Start of Block

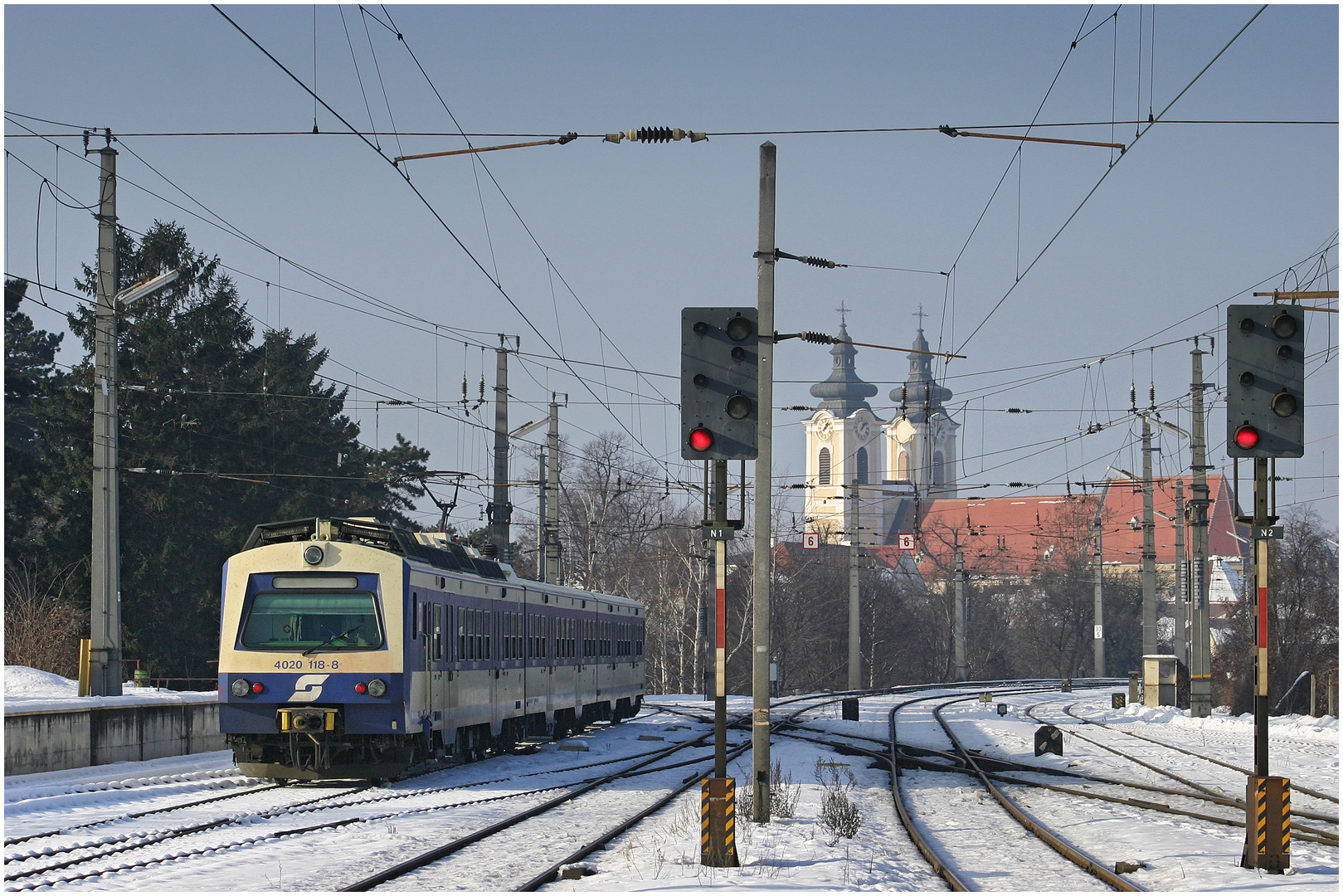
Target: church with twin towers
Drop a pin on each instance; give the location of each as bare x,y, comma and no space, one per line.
888,466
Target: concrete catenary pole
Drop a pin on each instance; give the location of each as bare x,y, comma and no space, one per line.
1150,644
105,561
854,598
1099,597
500,511
962,670
542,514
1199,646
1180,609
553,575
763,492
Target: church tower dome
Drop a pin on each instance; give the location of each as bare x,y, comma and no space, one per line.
844,450
842,392
922,437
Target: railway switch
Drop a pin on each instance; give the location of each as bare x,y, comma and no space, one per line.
1049,739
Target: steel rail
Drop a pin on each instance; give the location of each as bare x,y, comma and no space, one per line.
149,839
1308,835
1061,846
898,796
1212,794
1190,752
141,815
461,843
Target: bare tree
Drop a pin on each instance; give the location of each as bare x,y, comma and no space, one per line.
41,624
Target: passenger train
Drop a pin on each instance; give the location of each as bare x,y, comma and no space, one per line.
353,649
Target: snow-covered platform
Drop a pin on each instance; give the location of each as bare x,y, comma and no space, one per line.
49,727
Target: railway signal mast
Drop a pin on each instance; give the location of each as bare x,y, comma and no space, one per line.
1265,402
718,416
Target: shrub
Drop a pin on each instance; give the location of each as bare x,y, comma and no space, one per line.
839,817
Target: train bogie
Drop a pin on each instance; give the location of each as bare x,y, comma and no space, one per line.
351,649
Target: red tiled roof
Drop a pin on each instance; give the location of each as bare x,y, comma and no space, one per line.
1017,536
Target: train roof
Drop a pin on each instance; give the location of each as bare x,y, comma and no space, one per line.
434,548
442,553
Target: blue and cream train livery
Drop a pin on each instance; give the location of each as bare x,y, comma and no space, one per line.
353,649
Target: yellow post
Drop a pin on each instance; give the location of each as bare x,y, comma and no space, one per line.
84,666
718,822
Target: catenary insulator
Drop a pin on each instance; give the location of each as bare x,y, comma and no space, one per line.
652,134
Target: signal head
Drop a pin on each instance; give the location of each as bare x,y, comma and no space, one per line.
739,407
1284,325
739,328
1284,405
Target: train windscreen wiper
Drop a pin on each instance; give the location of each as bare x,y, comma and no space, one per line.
333,640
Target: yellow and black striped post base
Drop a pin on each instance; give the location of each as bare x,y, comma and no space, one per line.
1268,824
718,822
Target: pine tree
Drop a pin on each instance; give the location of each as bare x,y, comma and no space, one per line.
217,434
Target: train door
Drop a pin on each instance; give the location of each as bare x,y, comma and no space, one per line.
438,679
535,665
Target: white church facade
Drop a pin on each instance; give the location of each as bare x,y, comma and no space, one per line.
859,464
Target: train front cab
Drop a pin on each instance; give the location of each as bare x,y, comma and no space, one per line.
310,670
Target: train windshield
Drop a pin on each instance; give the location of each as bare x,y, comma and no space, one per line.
314,620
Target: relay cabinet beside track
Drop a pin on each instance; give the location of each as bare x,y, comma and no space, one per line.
353,649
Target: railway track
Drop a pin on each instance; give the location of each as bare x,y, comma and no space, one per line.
24,874
1195,790
1297,786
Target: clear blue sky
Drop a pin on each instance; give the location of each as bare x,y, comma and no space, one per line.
1193,217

End of Block

• [ACTION ITEM] Whenever a line holds "church", it counts; state the total for the records and add nothing.

• [RESULT FOR THIS EXERCISE] 3